*DATA FOR THIS TASK*:
-=-=-=-=-
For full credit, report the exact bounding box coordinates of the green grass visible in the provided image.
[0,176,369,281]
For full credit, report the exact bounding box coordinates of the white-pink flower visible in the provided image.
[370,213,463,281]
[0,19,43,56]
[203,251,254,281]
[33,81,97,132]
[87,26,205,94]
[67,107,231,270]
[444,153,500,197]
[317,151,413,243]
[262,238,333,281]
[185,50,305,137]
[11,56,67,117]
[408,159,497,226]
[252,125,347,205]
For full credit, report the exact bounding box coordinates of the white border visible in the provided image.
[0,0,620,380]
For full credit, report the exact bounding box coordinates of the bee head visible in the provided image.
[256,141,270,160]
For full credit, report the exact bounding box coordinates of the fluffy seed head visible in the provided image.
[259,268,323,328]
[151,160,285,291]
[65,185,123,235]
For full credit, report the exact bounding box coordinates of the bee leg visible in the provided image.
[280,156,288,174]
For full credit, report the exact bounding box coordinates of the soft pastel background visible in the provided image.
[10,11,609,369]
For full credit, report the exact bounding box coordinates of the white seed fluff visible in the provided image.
-=-=-=-=-
*EXERCISE*:
Please locate each line in the entries above that contains the word "seed", and copy those lines in full. Case counts.

*TASK ANSWER*:
For full credit, report the exact bounding box coordinates of the fluffy seed head visible in the provided image.
For full credit, report the exact bounding box coordinates of the white seed fluff visible in the provided image.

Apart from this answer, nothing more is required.